# PROBLEMS AND TASKS
1/ According to the text on pipe joints, what typically fills the void between the surfaces inside a tongue and groove joint?
2/ Summarize the text on pipe joints in two sentences.

Start of READING TEXT

Bell and spigot joint — This is the most common joint used to join plastic pipes. Its construction consists of a smooth-walled bell that is sized to accept a gasketed pipe spigot. The gasket is compressed between the outer wall of the spigot and the inner wall of the bell to form the seal between the two pipes (see Figure 4). Bell and spigot joints are used in culvert, detention/retention recharge systems, storm and sanitary systems, and low-head irrigation applications. Varying levels of performance are achieved through the amount of compression placed on the gasket and the construction of the bell and spigot to be able to maintain the compression load on the gasket over time. To achieve and maintain water tight performance, the construction of the bell and spigot are important. Compression of the gasket can be lost due to creep in the material from which the parts are constructed. This could lead to a loss of water tight performance over time if it is not addressed through reinforcement of the bell and spigot with materials that will limit the long term shape change within the joint parts.

Concrete pipe

Tongue and groove joint — This joint typically consists of a tongue and groove fabricated on matching pipe ends to provide some indexing when the two pipe ends are assembled. The void between the surfaces within the joint is typically filled with a mastic joint compound or mortar (see Figure 5). This joint is typically used in nonpressure applications such as culverts, most detention/ retention systems, and some storm sewer systems.

End of READING TEXT
Start of PROVIDED DATA

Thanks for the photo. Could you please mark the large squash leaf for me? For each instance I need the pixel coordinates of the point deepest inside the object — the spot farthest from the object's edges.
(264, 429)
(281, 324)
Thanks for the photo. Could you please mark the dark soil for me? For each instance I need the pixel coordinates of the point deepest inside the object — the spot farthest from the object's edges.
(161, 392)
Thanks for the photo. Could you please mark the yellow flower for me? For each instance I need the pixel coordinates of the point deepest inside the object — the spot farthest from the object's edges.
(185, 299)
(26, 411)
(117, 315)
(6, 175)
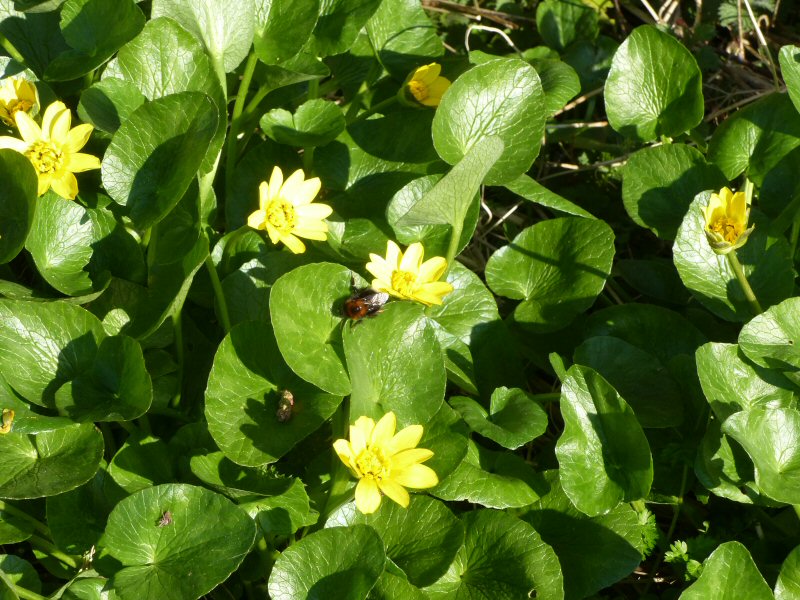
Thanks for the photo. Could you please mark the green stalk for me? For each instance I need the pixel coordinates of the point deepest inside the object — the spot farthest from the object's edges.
(238, 107)
(50, 548)
(373, 109)
(736, 267)
(218, 294)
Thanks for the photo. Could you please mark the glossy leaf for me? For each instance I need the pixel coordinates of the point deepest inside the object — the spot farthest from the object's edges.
(654, 87)
(557, 267)
(156, 153)
(603, 453)
(338, 561)
(244, 388)
(184, 557)
(502, 98)
(729, 574)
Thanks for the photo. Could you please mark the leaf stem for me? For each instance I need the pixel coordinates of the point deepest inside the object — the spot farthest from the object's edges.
(373, 109)
(238, 107)
(21, 514)
(736, 267)
(50, 548)
(222, 304)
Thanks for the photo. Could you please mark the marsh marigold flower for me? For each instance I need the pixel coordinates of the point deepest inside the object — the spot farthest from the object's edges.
(405, 276)
(17, 95)
(424, 86)
(726, 217)
(286, 211)
(385, 462)
(53, 149)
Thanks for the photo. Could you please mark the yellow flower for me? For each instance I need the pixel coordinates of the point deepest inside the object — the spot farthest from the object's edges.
(406, 276)
(286, 210)
(424, 86)
(384, 461)
(726, 217)
(17, 94)
(53, 149)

End of PROVIDED DATA

# ANSWERS BELOW
1/ A mastic joint compound or mortar.

2/ The bell and spigot joint, the most common joint for plastic pipes, forms its seal by compressing a gasket between the outer wall of the spigot and the inner wall of the bell. The joint can lose watertight performance over time through material creep unless the bell and spigot are reinforced, whereas the tongue and groove joint has matching pipe ends with a void typically filled with mastic or mortar and is used in nonpressure applications such as culverts.